PASSAGE PROVIDED:
# Vac Seal Mylar Bags



## OldCootHillbilly (Jul 9, 2010)

I was pokin round an found these mylar bags what ya can seal with any vac machine. Price ain't really all that bad. I might have ta order some a these an give em a try.

Here be the site what got em:

http://mylarbagsdirect.com/1gavasemyba.html


----------



## camo2460 (Feb 10, 2013)

Thanks OCH, I flagged the site so that I could place an order.


----------



## talob (Sep 16, 2009)

Yup, bookmarked em to, thanks.


----------



## rawhide2971 (Apr 19, 2013)

Nice find. I will give them a try as well. Price looks reasonable


----------



## cqp33 (Apr 2, 2012)

Good find REV! Thanks for sharing!


----------



## Dakine (Sep 4, 2012)

Thanks OCH, I'm looking at some bag options and I'll keep these guys in mind!


----------



## rawhide2971 (Apr 19, 2013)

TASK SET:
- A) In the listing, swap "side mirror" for "wing mirror" in the lines from the one with "Target = side mirror" up to and including the last line of the listing. Give only those lines, with nothing else changed.
- B) Pick up the forum thread on vac seal mylar bags from the point where it stops.

ENTRIES:
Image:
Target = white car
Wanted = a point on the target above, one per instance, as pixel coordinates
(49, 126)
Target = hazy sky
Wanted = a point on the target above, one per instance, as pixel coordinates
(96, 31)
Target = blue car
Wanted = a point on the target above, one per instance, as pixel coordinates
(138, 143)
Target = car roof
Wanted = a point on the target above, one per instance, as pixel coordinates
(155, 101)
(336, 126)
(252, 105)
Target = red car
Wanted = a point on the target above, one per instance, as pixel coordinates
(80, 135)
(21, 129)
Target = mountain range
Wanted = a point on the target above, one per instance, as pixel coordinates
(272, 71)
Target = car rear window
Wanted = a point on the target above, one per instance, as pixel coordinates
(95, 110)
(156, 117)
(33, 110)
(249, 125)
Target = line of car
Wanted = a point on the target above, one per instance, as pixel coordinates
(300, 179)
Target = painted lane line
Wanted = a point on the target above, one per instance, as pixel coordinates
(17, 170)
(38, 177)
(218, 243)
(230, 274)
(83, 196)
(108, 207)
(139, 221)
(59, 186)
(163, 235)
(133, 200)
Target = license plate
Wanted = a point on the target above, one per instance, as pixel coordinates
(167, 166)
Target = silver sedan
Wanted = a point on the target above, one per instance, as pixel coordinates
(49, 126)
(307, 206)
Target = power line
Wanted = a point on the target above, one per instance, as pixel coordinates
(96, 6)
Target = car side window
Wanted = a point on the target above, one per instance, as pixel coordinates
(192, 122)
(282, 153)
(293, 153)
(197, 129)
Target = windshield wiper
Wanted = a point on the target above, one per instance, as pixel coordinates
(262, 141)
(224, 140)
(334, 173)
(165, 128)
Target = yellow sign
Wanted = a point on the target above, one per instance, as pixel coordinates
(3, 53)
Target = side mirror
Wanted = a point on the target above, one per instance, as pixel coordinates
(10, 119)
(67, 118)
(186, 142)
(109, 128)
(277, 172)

RESULTS OF THE EXERCISE:
- A)
Target = wing mirror
Wanted = a point on the target above, one per instance, as pixel coordinates
(10, 119)
(67, 118)
(186, 142)
(109, 128)
(277, 172)

- B)
*Major Fail*

I finally got around to trying these bags out and unfortunately they don't work with either of my two vacuum sealers. :gaah:

They both will pull a vacuum but apparently the heat sealer strip on the two units I own are not sufficient to make the seal. At some point I will play around and use my iron to seal the bag as its still attached to the Vacuum sealer but it seems to be a lot of work for very little reward. :dunno:


----------



## razorback (Jul 17, 2012)

Do you mind sharing which vac sealers you have. I'd hate to invest in the bags only to find out we have the same sealer =D

Thank you!!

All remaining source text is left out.